• Task
Nothing may be dropped or altered: reproduce all the data.

....

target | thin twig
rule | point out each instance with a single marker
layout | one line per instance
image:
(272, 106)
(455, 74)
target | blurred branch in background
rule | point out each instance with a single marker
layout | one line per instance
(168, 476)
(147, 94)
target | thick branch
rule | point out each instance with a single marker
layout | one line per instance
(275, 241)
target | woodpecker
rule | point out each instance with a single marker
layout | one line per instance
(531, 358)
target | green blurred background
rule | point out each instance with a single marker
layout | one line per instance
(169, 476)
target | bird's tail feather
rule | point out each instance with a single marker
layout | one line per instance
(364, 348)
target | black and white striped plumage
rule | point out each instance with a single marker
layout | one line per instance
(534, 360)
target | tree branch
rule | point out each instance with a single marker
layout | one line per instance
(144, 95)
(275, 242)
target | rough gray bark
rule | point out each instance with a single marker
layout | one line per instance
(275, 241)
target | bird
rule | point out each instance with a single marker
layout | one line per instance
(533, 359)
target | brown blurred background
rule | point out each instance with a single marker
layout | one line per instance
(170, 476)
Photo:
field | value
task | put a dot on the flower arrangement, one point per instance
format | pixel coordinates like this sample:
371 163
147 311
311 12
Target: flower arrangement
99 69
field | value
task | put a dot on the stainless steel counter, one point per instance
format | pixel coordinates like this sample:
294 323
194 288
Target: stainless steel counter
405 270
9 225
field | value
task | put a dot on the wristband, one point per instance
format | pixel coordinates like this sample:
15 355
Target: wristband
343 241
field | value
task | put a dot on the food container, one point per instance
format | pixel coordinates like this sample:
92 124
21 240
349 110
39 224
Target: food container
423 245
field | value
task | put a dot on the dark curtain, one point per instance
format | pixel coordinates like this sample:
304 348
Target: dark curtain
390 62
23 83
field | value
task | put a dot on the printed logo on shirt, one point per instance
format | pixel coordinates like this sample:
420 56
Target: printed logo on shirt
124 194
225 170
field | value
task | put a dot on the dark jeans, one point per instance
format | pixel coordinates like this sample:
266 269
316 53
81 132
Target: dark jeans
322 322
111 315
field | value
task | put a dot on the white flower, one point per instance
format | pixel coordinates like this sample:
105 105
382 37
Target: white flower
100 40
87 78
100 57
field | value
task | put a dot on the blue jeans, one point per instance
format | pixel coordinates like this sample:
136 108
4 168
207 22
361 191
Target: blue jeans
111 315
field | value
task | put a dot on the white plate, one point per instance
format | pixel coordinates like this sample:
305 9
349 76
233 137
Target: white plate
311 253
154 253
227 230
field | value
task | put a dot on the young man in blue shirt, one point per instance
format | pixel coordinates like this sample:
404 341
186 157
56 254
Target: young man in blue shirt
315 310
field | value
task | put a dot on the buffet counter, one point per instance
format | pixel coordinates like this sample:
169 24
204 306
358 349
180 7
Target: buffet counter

....

• Written answer
target | thin twig
rule | point out each instance with a single marker
layout | one line per instance
image:
(272, 106)
(455, 74)
target | blurred branch in background
rule | point out each instance with a single marker
layout | one line per instance
(168, 476)
(147, 94)
target | thick branch
rule | point out each instance with a single marker
layout | one line per instance
(275, 241)
target | woodpecker
rule | point out each instance with a single marker
layout | one line per instance
(531, 358)
target | green blurred background
rule | point out each instance with a single marker
layout | one line per instance
(169, 476)
target | bird's tail feather
rule | point out each instance with a single marker
layout | one line per instance
(364, 348)
target | black and white striped plumage
rule | point out each instance with a single marker
layout | one line per instance
(534, 360)
target | tree branch
rule | point out each instance with a single marker
layout | one line per instance
(144, 95)
(275, 242)
target | rough gray bark
rule | point out each instance with a single marker
layout | one line per instance
(275, 241)
target | bird
rule | point out each instance with a single marker
layout | one line per instance
(533, 359)
target | brown blurred background
rule | point out each instance with a single marker
layout | one line per instance
(170, 476)
Photo:
field | value
task | put a dot on the flower arrangement, one point per instance
format | pixel coordinates like this sample:
371 163
147 311
311 12
Target: flower arrangement
99 69
field | value
task | put a dot on the stainless steel counter, one point per instance
format | pixel coordinates like this sample:
294 323
194 288
Target: stainless steel counter
405 270
9 225
field | value
task | put a dot on the wristband, one point per instance
format | pixel coordinates like this sample:
15 355
Target: wristband
343 241
field | value
task | put a dot on the food container, one point per instance
format | pixel coordinates like this sample:
92 124
21 240
349 110
39 224
Target: food container
423 245
field | value
task | put a dot on the dark curtain, one point per instance
format | pixel coordinates like this sample:
304 348
Target: dark curtain
390 62
23 83
field | value
task | put a dot on the printed logo on shirt, one point per instance
format | pixel coordinates like this sample:
420 56
Target: printed logo on shirt
124 194
225 170
field | value
task | put a dot on the dark jeans, one point per instance
format | pixel coordinates like this sample:
266 269
316 53
81 132
Target: dark jeans
322 322
111 315
field | value
task | put a dot on the white flower, one point per instance
format | pixel coordinates like this sample:
105 105
382 37
Target: white flower
100 40
87 78
100 57
field | value
task | put a dot on the blue jeans, one point per instance
format | pixel coordinates like this sample:
136 108
4 168
207 22
361 191
Target: blue jeans
111 315
field | value
task | put a dot on the white plate, one point per instance
format | pixel coordinates like this sample:
305 9
349 76
233 137
Target: white plate
311 253
154 253
227 230
field | value
task | put a dot on the young man in blue shirt, one point per instance
format | pixel coordinates like this sample:
404 341
186 157
56 254
Target: young man in blue shirt
315 310
field | value
task | put a dot on the buffet counter, one point per instance
format | pixel coordinates like this sample:
169 24
204 306
358 349
180 7
Target: buffet counter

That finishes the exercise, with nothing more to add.